Троллейбусы никогда не заблудятся, и если одного вдруг замкнет, то остальные выстроятся за ним цугом и будут терпеливо ждать, пока водитель поправит поникший ус. Мне кажется, в судный день троллейбусы воскреснут вместе с людьми. Так и будет: Петр достанет свою трубу и наравне с человеческими именами начнет возглашать номера троллейбусов: «Дваадцать восьмооой! Бэээээ! Второоой!» Все попадут в рай.
Я только однажды видел мертвый троллейбус. Август 1991 года я встречал с мамой и сестрой в эстонском пансионате. Мне было восемь. Все постояльцы собрались в холле у большого телевизора. Показывали хронику московских событий. Я плакал. Но не от страха и не от вида крови. Меня вывернули наизнанку кадры покореженного и побитого троллейбуса на Новом Арбате. Это походило на рисунок из учебника истории: гигантский беспомощный мамонт угодил в яму, косится черным, напуганным зрачком. Люди бросают в него камни, тычут заточенными палками.
В каком-то смысле именно этот троллейбус стал символом августовских событий: не зря его героический труп был на годы помещен в Музей революции: его выставили во дворе, и он медленно рассыпался под солнцем, дождем и снегом, пока не обратился в голый остов. «Разложился на плесень и на липовый мед». Даже как-то странно, что спустя десятилетия зарифмовались судьбы простого московского троллейбуса и предводителя большевиков. Хотя их роли были такие разные.
Слово «счастье» само в себе содержит ответ на вопрос о своей сути. Счастье не целостно, дробно, отрывочно. Оно лишь часть чего-то большего, имя которому мы тщетно пытаемся подобрать. У Чехова где-то написано: «Для ощущения счастья обыкновенно требуется столько времени, сколько его нужно, чтобы завести часы». У жизни нет смысла. Точнее, смыслов очень много. Еще точнее: с каждым днем жизнь обретает новый смысл, который исчерпывается с наступлением заката. И если городу дано испытать счастье, то оно разлито в клекоте тока, бегущего по троллейбусным проводам.

Записи коллекции:
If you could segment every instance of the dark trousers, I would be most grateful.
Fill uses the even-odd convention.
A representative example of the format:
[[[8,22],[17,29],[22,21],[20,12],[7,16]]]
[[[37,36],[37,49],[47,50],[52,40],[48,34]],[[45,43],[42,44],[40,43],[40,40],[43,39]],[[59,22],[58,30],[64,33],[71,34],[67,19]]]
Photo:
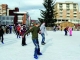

### Условие задачи
Продолжите отрывок о троллейбусах, начав сразу после его последнего предложения.

### Ответ к задаче
Так сообщаются между собой районы, улицы и проспекты. Бесчисленные истории и сплетни, которые город прячет в своих обшлагах, выговариваются по электротросам. Помните последний кадр «Берегись автомобиля»? Юрий Деточкин, освободившись из тюрьмы, выходит на проезжую часть, говорит: «Здравствуй, Люба, я вернулся», — и прижимается к стеклу троллейбуса. Ни в одном фильме, ни до, ни после, я не видел более счастливого лица.
Недавно я гулял по Донскому кладбищу и задержался у одной могилы. На памятнике был выгравирован мужской портрет в стиле художника Юрия Анненкова: жилистое немолодое лицо с искривленными, даже злыми губами. Мужчина смотрит куда-то в сторону из-под очков печальным, надземным взглядом. И подпись: «Я умер задолго до смерти». Наум Олев. Это имя мне ничего не говорило. Я не поленился его прогуглить, и оказалось, что Олев — известнейший поэт-песенник. Например, он автор слов к песне «Ветер перемен». Как тут не вспомнить троллейбусы, умершие задолго до своей смерти. Как не вспомнить ветер перемен, без воли которого не упадет ни волос с головы, ни воробей с кровли.
Осень в Нескучном саду
13 октября 2020
Гуляю по Нескучному саду. Осенью есть такие дни, когда природа как бы садится на дорожку перед долгими морозами. Что-то про себя вспоминает. Или молится. Наверное, и правда молится. Теперь, когда люди разучились говорить, наши грехи приходится замаливать растениям, животным и камням. Деревья облетели, небо заволокло добротными, крепкими облаками. Белки собирают провиант на зиму как-то вяло, через не хочу. Ток времени застывает.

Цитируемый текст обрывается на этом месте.